▶ **Exercise directions**
Please answer from the comment thread below: at what age does the commenter who describes a ten-year marriage say the first orgasm happened?

Girls need to know that dull sex is not the only kind of sex available, and that they don’t have to settle with mediocrity. Young males are seldom good lovers, and some have no interest in learning how to pleasure their partner – as long as they get laid.
I had premarital sex all right, with several boyfriends. Then I married. And for 10 years, I was a wife “with a low sex-drive”. I felt very guilty. He would initiate sex and I would have no envy whatsoever, but I would do it at least once a month to keep him happy. He complained that I didn’t seem to enjoy it, so it was less fun for him. He told me I was frigid. He cheated on me, then we divorced.
Then I met a man whom I thought would just be a fling. The first sexual encounter, he touched me and licked me all over and I had the first orgasm of my life at 35 – without penetration. Guess what, with a good partner, I too do get an orgasm !
Of course, the jerk of an ex would never go down on me (woman genitals, yuck), it was always down to his routine of “No preliminaries, I penetrate, I pound, I ejaculate, did you like it ? You must be frigid, I loved it !”
Now I’m having loads of fire-hot sex with my beloved rebound (thanks for showing us some love Dan), including oral each and every time, for both – and it’s been going on for more than a year.
I really pity the poor girl that now beds the jerk.
Getting REAL annoying. Are you getting, Dan, that no one wants to wait all week for your new column only to find out that 1/3 of it is old news? It seems you are getting lazy and taking the easy way out, and frankly it’s insulting to your dedicated, regular fans. You are punishing loyalty and rewarding the occasional asshole that stumbles across your column but has never read your blog before. If you think your readers love you so much that they won’t turn fickle, think again… better put some effort in.
Getting REAL annoying. Are you getting, Dan, that no one wants to wait all week for your new column only to find out that 1/3 of it is old news? It seems you are getting lazy and taking the easy way out, and frankly it’s insulting to your dedicated, regular fans. You are punishing loyalty and rewarding the occasional asshole that stumbles across your column but has never read your blog before. If you think your readers love you so much that they won’t turn fickle, think again… better put some effort in.
In fact… just realized I didn’t even finish this one. As soon as I hit the repeat, I jumped down here to express my extreme annoyance. Now I’m off to watch a movie and drink a beer.
@21: Wrong. Smart would be adding a FOURTH letter to the end with a teaser about his blog, saying it came from there. What he’s doing is just plain fucking irritating.
86/sissoucat: I had premarital sex all right, with several boyfriends. Then I married. And for 10 years, I was a wife “with a low sex-drive”. . . He told me I was frigid. He cheated on me, then we divorced.

▶ **Data records**
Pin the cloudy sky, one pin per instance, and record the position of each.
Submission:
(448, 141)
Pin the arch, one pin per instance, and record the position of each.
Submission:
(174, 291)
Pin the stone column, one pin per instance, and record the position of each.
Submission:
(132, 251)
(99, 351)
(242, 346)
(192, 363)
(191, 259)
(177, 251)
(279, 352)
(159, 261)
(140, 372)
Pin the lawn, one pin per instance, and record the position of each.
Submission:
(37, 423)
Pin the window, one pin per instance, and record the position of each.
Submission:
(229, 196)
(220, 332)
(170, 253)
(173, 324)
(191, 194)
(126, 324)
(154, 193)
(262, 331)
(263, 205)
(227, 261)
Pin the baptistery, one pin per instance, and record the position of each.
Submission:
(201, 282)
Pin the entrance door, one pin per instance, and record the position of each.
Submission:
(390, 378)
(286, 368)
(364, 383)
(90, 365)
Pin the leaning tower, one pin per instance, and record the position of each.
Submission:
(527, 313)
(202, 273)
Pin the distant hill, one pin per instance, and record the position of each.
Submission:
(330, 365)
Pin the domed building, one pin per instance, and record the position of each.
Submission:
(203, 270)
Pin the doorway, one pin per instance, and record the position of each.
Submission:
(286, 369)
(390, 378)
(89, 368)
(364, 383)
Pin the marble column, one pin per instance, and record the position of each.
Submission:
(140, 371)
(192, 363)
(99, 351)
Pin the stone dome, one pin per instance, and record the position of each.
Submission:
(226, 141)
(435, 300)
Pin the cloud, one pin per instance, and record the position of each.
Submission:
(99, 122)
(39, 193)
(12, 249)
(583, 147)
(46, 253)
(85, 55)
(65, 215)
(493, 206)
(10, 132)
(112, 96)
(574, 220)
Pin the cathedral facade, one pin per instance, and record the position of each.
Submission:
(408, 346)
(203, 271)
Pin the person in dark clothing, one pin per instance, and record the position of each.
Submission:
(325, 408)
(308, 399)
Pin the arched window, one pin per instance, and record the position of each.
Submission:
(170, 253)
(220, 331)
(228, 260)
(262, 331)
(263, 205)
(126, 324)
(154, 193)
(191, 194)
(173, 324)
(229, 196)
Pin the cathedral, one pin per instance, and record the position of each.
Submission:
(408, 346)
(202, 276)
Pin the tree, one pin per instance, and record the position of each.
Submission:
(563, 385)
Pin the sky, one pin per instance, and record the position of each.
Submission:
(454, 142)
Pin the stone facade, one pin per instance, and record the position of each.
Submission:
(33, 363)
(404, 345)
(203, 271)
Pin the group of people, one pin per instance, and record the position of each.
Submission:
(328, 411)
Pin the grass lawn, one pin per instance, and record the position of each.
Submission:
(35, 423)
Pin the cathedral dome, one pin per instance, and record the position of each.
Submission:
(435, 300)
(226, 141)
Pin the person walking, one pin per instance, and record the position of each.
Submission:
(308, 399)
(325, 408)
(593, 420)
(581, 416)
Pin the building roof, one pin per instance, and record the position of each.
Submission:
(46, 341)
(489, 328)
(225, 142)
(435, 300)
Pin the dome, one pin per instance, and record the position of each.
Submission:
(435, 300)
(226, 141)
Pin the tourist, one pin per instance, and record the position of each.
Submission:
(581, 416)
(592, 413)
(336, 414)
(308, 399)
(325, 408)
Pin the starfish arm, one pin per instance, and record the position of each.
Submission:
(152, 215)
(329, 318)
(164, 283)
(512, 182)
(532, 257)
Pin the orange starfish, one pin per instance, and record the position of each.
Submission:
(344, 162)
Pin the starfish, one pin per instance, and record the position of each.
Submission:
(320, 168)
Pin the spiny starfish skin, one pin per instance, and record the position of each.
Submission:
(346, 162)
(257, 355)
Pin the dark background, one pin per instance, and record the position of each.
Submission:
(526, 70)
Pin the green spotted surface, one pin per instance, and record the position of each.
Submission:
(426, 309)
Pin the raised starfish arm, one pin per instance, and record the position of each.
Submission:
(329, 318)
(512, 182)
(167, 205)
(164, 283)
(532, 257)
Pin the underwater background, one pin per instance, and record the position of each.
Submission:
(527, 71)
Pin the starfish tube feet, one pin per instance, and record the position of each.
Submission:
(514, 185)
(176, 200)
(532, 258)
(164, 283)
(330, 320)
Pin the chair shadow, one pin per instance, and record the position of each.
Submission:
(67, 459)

▶ **Response to the task**
At 35.